Records for the exercise

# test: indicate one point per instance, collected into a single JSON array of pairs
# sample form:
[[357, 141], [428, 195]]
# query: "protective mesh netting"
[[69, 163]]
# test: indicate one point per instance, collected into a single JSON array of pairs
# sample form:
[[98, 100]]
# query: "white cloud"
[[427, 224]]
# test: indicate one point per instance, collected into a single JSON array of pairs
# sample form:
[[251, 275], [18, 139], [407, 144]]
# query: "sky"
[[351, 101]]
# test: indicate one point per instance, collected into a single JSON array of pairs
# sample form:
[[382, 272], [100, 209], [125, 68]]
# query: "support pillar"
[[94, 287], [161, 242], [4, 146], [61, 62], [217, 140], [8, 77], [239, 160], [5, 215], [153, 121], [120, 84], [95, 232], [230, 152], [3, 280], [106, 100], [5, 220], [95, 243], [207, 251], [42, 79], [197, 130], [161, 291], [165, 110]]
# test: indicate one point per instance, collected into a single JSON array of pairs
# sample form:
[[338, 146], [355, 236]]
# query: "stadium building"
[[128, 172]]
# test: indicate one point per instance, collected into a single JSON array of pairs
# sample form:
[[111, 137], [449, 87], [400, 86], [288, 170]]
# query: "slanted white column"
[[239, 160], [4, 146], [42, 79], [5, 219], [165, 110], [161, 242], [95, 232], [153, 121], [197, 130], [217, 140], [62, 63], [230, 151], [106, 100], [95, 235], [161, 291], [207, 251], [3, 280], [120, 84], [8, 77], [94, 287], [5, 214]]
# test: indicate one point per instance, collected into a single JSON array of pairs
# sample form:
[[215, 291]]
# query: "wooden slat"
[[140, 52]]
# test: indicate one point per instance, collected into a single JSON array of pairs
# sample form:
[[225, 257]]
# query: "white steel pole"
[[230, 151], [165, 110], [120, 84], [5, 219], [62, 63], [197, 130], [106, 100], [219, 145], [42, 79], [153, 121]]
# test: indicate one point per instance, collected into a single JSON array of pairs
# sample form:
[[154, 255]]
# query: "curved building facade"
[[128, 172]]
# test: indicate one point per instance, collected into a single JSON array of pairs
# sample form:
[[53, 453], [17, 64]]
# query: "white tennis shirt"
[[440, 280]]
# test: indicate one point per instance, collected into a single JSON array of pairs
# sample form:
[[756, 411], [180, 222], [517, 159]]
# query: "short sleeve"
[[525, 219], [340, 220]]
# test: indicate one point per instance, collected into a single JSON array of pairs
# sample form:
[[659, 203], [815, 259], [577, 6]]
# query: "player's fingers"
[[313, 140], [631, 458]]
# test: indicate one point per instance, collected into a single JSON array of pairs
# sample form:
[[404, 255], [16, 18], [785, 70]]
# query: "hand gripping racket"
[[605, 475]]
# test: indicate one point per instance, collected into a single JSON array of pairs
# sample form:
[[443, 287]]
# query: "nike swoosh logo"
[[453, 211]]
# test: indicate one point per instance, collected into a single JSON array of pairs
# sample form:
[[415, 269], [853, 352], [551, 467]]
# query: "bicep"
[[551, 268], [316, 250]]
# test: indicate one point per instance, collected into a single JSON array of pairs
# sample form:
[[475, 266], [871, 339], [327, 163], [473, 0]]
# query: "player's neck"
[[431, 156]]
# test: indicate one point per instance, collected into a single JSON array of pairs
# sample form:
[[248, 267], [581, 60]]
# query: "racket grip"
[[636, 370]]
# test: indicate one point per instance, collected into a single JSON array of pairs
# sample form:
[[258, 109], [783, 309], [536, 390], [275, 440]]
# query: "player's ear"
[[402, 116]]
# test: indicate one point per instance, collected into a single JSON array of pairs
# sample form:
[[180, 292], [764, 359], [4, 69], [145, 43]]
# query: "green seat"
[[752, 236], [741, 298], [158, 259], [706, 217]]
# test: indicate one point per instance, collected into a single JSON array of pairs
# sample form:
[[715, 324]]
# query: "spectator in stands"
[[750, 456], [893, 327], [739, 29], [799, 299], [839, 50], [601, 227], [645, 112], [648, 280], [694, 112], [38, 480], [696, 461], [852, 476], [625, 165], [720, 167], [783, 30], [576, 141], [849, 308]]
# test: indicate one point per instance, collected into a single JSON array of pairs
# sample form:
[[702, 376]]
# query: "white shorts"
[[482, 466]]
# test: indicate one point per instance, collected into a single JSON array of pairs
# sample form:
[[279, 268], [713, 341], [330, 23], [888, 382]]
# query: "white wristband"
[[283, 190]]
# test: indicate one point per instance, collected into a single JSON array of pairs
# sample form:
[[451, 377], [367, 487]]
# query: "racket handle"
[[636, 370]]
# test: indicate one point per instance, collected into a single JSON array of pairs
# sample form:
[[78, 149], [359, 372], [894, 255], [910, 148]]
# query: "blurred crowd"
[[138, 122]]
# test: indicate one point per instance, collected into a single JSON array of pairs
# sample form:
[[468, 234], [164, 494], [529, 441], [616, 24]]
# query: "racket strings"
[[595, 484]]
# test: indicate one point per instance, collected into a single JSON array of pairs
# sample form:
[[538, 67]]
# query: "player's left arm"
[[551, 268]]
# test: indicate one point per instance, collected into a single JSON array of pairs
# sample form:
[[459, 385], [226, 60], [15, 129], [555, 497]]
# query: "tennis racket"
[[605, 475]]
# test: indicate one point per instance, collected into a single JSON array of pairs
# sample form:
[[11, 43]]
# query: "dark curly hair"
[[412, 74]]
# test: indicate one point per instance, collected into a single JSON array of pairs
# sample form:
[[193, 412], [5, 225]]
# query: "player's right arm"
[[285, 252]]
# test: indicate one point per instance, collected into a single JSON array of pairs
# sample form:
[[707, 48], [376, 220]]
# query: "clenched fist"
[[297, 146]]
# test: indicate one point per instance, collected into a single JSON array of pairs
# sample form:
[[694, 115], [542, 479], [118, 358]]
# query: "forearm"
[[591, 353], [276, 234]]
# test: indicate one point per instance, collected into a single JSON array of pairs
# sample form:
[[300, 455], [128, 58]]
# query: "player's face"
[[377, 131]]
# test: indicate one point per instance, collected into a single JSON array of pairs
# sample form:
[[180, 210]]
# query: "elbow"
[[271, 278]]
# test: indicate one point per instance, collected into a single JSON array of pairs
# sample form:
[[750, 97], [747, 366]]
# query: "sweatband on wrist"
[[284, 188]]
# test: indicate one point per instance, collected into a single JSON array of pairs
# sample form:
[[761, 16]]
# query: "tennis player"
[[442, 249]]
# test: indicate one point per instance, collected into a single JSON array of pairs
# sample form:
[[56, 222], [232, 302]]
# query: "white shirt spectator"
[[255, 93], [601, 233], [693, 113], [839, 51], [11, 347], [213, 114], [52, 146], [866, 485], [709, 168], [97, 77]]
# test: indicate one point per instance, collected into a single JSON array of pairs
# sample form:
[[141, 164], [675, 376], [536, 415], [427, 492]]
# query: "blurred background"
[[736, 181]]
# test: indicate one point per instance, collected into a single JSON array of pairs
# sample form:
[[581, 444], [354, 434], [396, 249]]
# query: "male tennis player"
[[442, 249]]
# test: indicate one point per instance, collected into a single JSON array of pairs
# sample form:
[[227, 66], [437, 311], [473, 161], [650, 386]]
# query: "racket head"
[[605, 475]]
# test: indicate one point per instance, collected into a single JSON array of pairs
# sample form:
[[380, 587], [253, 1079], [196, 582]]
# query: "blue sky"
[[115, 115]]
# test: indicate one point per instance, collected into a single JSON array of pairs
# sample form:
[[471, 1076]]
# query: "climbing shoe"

Exercise instructions
Word for word, give back all the lines above.

Result for this task
# test: indicate one point per instance, collected into a single JSON array of pairs
# sample form:
[[357, 141], [428, 195]]
# query: "protective mesh netting"
[[69, 163]]
# test: indicate one point per instance, collected into a single JSON array of pairs
# sample form:
[[98, 100]]
# query: "white cloud"
[[427, 224]]
# test: indicate one point per instance, collected into a single JSON array of pairs
# sample form:
[[251, 275], [18, 139], [407, 144]]
# query: "sky"
[[351, 101]]
# test: indicate one point per instance, collected into a single JSON array of pairs
# sample form:
[[382, 272], [100, 209], [125, 68]]
# query: "support pillar"
[[94, 287], [161, 242], [4, 146], [61, 62], [217, 140], [8, 77], [239, 160], [5, 215], [153, 121], [120, 84], [95, 232], [230, 152], [3, 280], [106, 100], [5, 220], [95, 243], [207, 251], [42, 79], [197, 130], [161, 291], [165, 110]]
# test: indicate one point per instance, collected into a single JSON array of pairs
# sample form:
[[338, 146], [355, 236]]
# query: "stadium building"
[[128, 172]]
# test: indicate one point per instance, collected into a single JSON array of pairs
# sample form:
[[111, 137], [449, 87], [400, 86], [288, 170]]
# query: "slanted white column"
[[239, 160], [4, 146], [42, 79], [5, 219], [165, 110], [161, 242], [95, 232], [153, 121], [197, 130], [217, 140], [62, 63], [230, 151], [106, 100], [95, 235], [161, 291], [207, 251], [3, 280], [120, 84], [8, 77], [94, 287], [5, 214]]
# test: indicate one point per instance, collected into a single JSON array of pairs
# sample form:
[[215, 291]]
# query: "wooden slat"
[[140, 52]]
# test: indicate one point per instance, collected into a single JSON array of pairs
# sample form:
[[225, 257]]
# query: "white steel pole"
[[230, 151], [165, 110], [120, 84], [5, 219], [62, 63], [197, 130], [106, 100], [219, 145], [42, 79], [153, 121]]
# test: indicate one point per instance, collected into a single JSON array of pairs
# sample form:
[[154, 255]]
# query: "curved building facade"
[[128, 172]]
# test: indicate one point per instance, collected into a single JSON array of pairs
# sample form:
[[53, 453], [17, 64]]
# query: "white tennis shirt"
[[440, 280]]
# test: indicate one point per instance, collected into a single JSON array of pairs
# sample form:
[[756, 411], [180, 222], [517, 159]]
# query: "short sleeve"
[[525, 219], [340, 220]]
# test: indicate one point per instance, collected into a single JSON array of pairs
# sample form:
[[659, 203], [815, 259], [577, 6]]
# query: "player's fingers"
[[313, 140], [631, 458]]
# test: indicate one point per instance, collected into a single JSON array of pairs
# sample form:
[[404, 255], [16, 18], [785, 70]]
# query: "hand gripping racket"
[[605, 475]]
# test: indicate one point per instance, collected into a single JSON array of pairs
# sample form:
[[443, 287]]
# query: "nike swoosh logo"
[[453, 211]]
# test: indicate one point per instance, collected into a single JSON array of pairs
# sample form:
[[415, 269], [853, 352], [551, 467]]
# query: "bicep"
[[551, 268], [316, 250]]
# test: indicate one point per instance, collected into a single JSON array of pairs
# sample form:
[[475, 266], [871, 339], [327, 163], [473, 0]]
# query: "player's neck"
[[431, 156]]
# test: indicate one point per instance, collected into a single JSON array of pairs
# sample form:
[[248, 267], [581, 60]]
# query: "racket grip"
[[636, 370]]
# test: indicate one point per instance, collected into a single JSON array of pairs
# sample form:
[[258, 109], [783, 309], [536, 390], [275, 440]]
# query: "player's ear"
[[402, 116]]
# test: indicate one point per instance, collected into a single JSON array of pairs
# sample form:
[[180, 292], [764, 359], [4, 69], [145, 43]]
# query: "green seat"
[[752, 236], [741, 298], [158, 259], [706, 217]]
# test: indicate one point per instance, collected into a single JSON array of pairs
# sample form:
[[715, 324]]
# query: "spectator in stands"
[[750, 456], [893, 327], [739, 29], [799, 299], [839, 50], [601, 227], [645, 112], [648, 280], [694, 112], [38, 480], [696, 461], [852, 476], [625, 165], [720, 167], [783, 30], [576, 141], [849, 308]]
# test: indicate one point per instance, collected into a single JSON array of pairs
# sample form:
[[702, 376]]
# query: "white shorts"
[[482, 466]]
# test: indicate one point per instance, collected into a single JSON array of pairs
# sample form:
[[279, 268], [713, 341], [330, 23], [888, 382]]
# query: "white wristband"
[[283, 190]]
# test: indicate one point per instance, collected into a single JSON array of pairs
# sample form:
[[451, 377], [367, 487]]
# query: "racket handle"
[[636, 370]]
# test: indicate one point per instance, collected into a single JSON array of pairs
# sample form:
[[78, 149], [359, 372], [894, 255], [910, 148]]
# query: "blurred crowd"
[[138, 122]]
# test: indicate one point per instance, collected into a single JSON array of pairs
# sample form:
[[468, 234], [164, 494], [529, 441], [616, 24]]
# query: "racket strings"
[[595, 484]]
# test: indicate one point per instance, collected into a single JSON array of pairs
# sample form:
[[538, 67]]
# query: "player's left arm"
[[551, 268]]
# test: indicate one point per instance, collected into a single JSON array of pairs
# sample form:
[[459, 385], [226, 60], [15, 129], [555, 497]]
# query: "tennis racket"
[[605, 475]]
# test: indicate one point per instance, collected into a single JSON array of pairs
# sample form:
[[11, 43]]
# query: "dark curly hair"
[[412, 74]]
# test: indicate one point per instance, collected into a single JSON array of pairs
# sample form:
[[193, 412], [5, 225]]
# query: "player's right arm"
[[285, 252]]
# test: indicate one point per instance, collected into a single JSON array of pairs
# sample form:
[[707, 48], [376, 220]]
# query: "clenched fist"
[[297, 146]]
# test: indicate one point per instance, collected into a single JSON array of pairs
# sample form:
[[694, 115], [542, 479], [118, 358]]
# query: "forearm"
[[591, 353], [276, 234]]
# test: indicate one point per instance, collected into a single JSON array of pairs
# sample form:
[[300, 455], [128, 58]]
# query: "player's face"
[[377, 131]]
# test: indicate one point per instance, collected into a single JSON array of pairs
# sample form:
[[180, 210]]
# query: "elbow"
[[271, 278]]
# test: indicate one point per instance, collected into a single JSON array of pairs
# sample form:
[[750, 97], [747, 366]]
# query: "sweatband on wrist"
[[284, 188]]
# test: indicate one point per instance, collected into a single JSON array of pairs
# sample form:
[[761, 16]]
# query: "tennis player"
[[442, 249]]
# test: indicate one point per instance, collected into a single JSON array of pairs
# sample form:
[[56, 222], [232, 302]]
# query: "white shirt spectator"
[[255, 93], [601, 233], [693, 113], [839, 51], [11, 347], [213, 114], [52, 146], [866, 485], [709, 168], [97, 77]]
# test: indicate one point per instance, collected into a single JSON array of pairs
# sample form:
[[141, 164], [675, 376], [536, 415], [427, 492]]
# query: "blurred background"
[[736, 181]]
# test: indicate one point per instance, collected into a single JSON array of pairs
# sample form:
[[581, 444], [354, 434], [396, 249]]
# query: "male tennis player"
[[442, 249]]
# test: indicate one point per instance, collected into a single JSON array of pairs
# sample form:
[[227, 66], [437, 311], [473, 161], [650, 386]]
# query: "racket head"
[[605, 475]]
# test: indicate one point per instance, collected into a single JSON array of pairs
# sample form:
[[380, 587], [253, 1079], [196, 582]]
# query: "blue sky"
[[115, 115]]
# test: indicate one point per instance, collected into a single JSON array of pairs
# sample form:
[[471, 1076]]
# query: "climbing shoe"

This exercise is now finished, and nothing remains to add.